- [Your goal]: Please recast the lines of the listing below, from the line containing "[QA Review Pass] The annotator marked bounding boxes for shirt" through the end of the listing, both included, as a numbered list with any blank lines omitted. Cover only those lines.

##############################

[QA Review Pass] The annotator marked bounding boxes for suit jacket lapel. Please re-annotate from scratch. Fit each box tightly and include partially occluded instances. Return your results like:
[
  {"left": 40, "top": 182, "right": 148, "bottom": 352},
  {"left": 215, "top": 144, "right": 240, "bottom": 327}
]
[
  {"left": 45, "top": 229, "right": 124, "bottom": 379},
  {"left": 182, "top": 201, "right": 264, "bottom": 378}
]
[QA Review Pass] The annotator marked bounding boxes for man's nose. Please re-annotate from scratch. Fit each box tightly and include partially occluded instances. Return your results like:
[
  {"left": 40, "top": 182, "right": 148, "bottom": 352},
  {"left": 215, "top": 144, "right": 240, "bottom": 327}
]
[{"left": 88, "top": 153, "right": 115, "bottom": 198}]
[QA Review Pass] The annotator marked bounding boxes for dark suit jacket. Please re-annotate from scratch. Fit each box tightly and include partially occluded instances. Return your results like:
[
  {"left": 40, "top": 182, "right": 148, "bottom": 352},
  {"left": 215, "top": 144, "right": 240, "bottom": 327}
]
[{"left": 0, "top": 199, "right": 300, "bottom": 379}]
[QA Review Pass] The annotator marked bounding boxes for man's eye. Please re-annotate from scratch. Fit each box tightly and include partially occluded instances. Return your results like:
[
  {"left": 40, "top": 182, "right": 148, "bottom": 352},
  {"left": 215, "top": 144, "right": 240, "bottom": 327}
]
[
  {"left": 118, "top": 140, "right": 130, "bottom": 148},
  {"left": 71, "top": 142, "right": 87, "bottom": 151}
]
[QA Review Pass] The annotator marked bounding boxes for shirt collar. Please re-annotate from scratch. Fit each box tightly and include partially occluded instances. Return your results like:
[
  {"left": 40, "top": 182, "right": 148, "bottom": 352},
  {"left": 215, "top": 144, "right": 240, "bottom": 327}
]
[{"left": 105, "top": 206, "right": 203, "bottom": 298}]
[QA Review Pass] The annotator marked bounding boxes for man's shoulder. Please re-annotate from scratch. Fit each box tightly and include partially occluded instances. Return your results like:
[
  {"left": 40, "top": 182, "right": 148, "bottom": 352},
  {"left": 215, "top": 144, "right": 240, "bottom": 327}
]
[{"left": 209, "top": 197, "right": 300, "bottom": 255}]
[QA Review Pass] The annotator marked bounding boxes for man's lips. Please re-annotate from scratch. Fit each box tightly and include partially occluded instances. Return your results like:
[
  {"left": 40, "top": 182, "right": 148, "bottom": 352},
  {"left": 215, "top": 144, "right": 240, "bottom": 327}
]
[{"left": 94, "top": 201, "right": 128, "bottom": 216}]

##############################

- [Written response]:
1. [QA Review Pass] The annotator marked bounding boxes for shirt collar. Please re-annotate from scratch. Fit each box tightly and include partially occluded instances. Return your results like:
2. [
3.   {"left": 40, "top": 182, "right": 148, "bottom": 352},
4.   {"left": 215, "top": 144, "right": 240, "bottom": 327}
5. ]
6. [{"left": 105, "top": 206, "right": 203, "bottom": 298}]
7. [QA Review Pass] The annotator marked bounding boxes for man's shoulder. Please re-annotate from scratch. Fit each box tightly and include partially occluded instances. Return your results like:
8. [
9.   {"left": 40, "top": 182, "right": 148, "bottom": 352},
10.   {"left": 215, "top": 144, "right": 240, "bottom": 327}
11. ]
12. [{"left": 209, "top": 197, "right": 300, "bottom": 255}]
13. [QA Review Pass] The annotator marked bounding boxes for man's lips. Please re-annotate from scratch. Fit each box tightly and include partially occluded instances. Return your results like:
14. [
15.   {"left": 40, "top": 182, "right": 148, "bottom": 352},
16.   {"left": 215, "top": 144, "right": 240, "bottom": 327}
17. ]
18. [{"left": 94, "top": 201, "right": 128, "bottom": 216}]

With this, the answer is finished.